── Stored data ──

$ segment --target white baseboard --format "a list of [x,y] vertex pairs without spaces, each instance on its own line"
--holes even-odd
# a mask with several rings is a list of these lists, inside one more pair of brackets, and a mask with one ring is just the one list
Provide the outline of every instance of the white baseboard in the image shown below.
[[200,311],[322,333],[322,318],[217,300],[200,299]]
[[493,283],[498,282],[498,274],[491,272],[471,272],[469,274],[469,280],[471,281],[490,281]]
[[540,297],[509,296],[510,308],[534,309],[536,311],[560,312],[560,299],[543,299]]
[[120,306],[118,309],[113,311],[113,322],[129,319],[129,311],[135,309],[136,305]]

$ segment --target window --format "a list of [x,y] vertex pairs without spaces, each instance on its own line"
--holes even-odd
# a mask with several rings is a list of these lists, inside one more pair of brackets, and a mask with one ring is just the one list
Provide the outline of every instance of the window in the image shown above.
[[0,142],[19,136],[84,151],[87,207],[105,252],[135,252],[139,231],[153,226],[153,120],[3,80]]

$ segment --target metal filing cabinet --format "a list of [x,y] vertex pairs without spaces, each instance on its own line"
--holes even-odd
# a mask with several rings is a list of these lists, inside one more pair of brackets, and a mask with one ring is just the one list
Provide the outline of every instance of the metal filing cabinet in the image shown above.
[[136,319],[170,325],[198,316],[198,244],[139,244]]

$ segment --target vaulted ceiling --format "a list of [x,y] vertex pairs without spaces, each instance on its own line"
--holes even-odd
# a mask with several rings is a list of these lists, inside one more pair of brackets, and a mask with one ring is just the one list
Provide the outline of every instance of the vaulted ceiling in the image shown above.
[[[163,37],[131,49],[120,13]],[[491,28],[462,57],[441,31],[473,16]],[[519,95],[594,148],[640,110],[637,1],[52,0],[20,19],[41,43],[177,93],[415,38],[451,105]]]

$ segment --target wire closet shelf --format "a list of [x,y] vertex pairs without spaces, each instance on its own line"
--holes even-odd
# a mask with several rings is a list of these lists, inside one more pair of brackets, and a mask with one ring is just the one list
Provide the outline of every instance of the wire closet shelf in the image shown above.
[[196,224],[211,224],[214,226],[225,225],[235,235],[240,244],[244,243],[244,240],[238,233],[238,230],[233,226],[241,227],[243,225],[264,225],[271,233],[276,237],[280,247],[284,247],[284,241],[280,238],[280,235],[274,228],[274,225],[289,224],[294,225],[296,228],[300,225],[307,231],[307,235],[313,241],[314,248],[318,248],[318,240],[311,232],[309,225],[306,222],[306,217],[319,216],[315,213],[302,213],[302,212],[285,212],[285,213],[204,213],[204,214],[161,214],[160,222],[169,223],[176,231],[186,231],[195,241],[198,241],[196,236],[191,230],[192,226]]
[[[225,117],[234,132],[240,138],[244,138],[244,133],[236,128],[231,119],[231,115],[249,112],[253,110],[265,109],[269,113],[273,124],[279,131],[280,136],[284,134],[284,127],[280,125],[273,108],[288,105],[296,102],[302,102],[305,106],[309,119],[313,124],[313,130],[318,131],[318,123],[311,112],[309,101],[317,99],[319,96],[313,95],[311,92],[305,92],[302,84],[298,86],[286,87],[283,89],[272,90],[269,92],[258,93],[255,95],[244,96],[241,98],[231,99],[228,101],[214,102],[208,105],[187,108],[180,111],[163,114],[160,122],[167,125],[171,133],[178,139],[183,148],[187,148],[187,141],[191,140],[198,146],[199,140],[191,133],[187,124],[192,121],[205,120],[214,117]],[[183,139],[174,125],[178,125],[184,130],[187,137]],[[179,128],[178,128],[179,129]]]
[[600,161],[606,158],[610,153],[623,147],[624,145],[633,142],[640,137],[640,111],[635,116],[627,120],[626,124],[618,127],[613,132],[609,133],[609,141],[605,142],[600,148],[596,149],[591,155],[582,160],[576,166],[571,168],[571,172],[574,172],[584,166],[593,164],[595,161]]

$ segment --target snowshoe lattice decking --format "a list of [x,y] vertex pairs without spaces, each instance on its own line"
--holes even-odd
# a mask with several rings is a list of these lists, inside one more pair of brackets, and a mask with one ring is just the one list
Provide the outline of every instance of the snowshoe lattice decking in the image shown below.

───

What this task involves:
Rewrite all the lines above as a numbered list, leaving out any blank lines.

Solution below:
1. $ segment --target white baseboard --format "a list of [x,y] vertex pairs without spaces, each instance on its own line"
2. --holes even-odd
3. # a mask with several rings is a list of these lists, inside one more pair of brackets, and a mask with one ring is just the one list
4. Provide the outline of every instance of the white baseboard in the image shown below.
5. [[200,311],[322,333],[322,318],[217,300],[200,299]]
6. [[493,283],[498,282],[498,274],[491,272],[471,272],[469,274],[469,280],[471,281],[490,281]]
7. [[540,297],[509,296],[510,308],[534,309],[536,311],[560,312],[560,299],[543,299]]
8. [[120,306],[118,309],[113,311],[113,322],[129,319],[129,311],[135,309],[136,305]]
9. $ segment --target window --format "a list of [x,y] vertex pairs without spaces, each instance on its own line"
10. --holes even-odd
11. # a mask with several rings is a list of these lists, inside one more pair of brackets, and a mask with one ring is just the one list
12. Provide the outline of every instance of the window in the image shown above.
13. [[0,142],[19,136],[84,151],[87,207],[105,252],[135,252],[139,231],[153,226],[153,120],[3,80]]
14. $ segment --target metal filing cabinet --format "a list of [x,y] vertex pairs without spaces, each instance on its own line"
15. --holes even-odd
16. # a mask with several rings is a list of these lists, inside one more pair of brackets, and a mask with one ring is just the one list
17. Provide the outline of every instance of the metal filing cabinet in the image shown above.
18. [[136,319],[170,325],[198,316],[198,244],[139,244]]
19. $ segment --target vaulted ceiling --format "a list of [x,y] vertex pairs without spaces, each instance on its own line"
20. --holes even-odd
21. # a mask with several rings is a list of these lists, inside one more pair of brackets, and a mask with one ring is just the one list
22. Provide the outline of every instance of the vaulted ceiling in the image shown above.
23. [[[163,37],[131,49],[120,13]],[[491,28],[462,57],[441,31],[473,16]],[[519,95],[594,148],[640,110],[637,1],[52,0],[20,19],[41,43],[177,93],[415,38],[451,105]]]
24. $ segment --target wire closet shelf --format "a list of [x,y] vertex pairs without spaces, each instance on its own line"
25. --holes even-odd
26. # a mask with several rings is a list of these lists, inside one more pair of brackets, and a mask with one ring is just the one list
27. Provide the outline of every instance of the wire closet shelf in the image shown above.
28. [[196,224],[211,224],[214,226],[225,225],[235,235],[240,244],[244,243],[244,240],[238,233],[238,230],[233,226],[241,227],[243,225],[264,225],[271,233],[276,237],[280,247],[284,247],[284,241],[280,238],[280,235],[274,228],[274,225],[289,224],[294,225],[296,228],[300,225],[307,231],[307,235],[313,241],[314,248],[318,248],[318,240],[311,232],[309,225],[306,222],[306,217],[319,216],[315,213],[302,213],[302,212],[285,212],[285,213],[204,213],[204,214],[161,214],[160,222],[169,223],[176,231],[186,231],[195,241],[198,241],[196,236],[191,230],[192,226]]
29. [[[225,117],[234,132],[240,138],[244,138],[244,133],[236,128],[231,119],[231,115],[249,112],[253,110],[265,109],[269,113],[273,124],[279,131],[280,136],[284,134],[284,127],[280,125],[273,108],[288,105],[296,102],[302,102],[305,106],[309,119],[313,124],[313,130],[318,131],[318,123],[311,112],[309,101],[317,99],[319,96],[313,95],[311,92],[305,92],[302,84],[298,86],[286,87],[283,89],[272,90],[269,92],[258,93],[255,95],[244,96],[241,98],[231,99],[228,101],[214,102],[208,105],[187,108],[180,111],[163,114],[160,122],[167,125],[171,133],[178,139],[183,148],[187,148],[187,141],[191,140],[198,146],[199,140],[191,133],[187,124],[192,121],[205,120],[214,117]],[[183,139],[174,125],[178,125],[184,130],[187,137]],[[179,128],[178,128],[179,129]]]
30. [[600,161],[606,158],[610,153],[623,147],[624,145],[633,142],[640,137],[640,111],[635,116],[627,120],[626,124],[618,127],[613,132],[609,133],[609,141],[605,142],[600,148],[596,149],[591,155],[582,160],[576,166],[571,168],[571,172],[574,172],[584,166],[593,164],[595,161]]
31. $ segment --target snowshoe lattice decking --format "a list of [x,y] vertex pairs without spaces, each instance on its own line"
32. --holes even-odd
33. # a mask with several rings is a list of these lists, inside one more pair of brackets, and a mask with one ring is just the one list
34. Provide the outline of every instance of the snowshoe lattice decking in the image shown below.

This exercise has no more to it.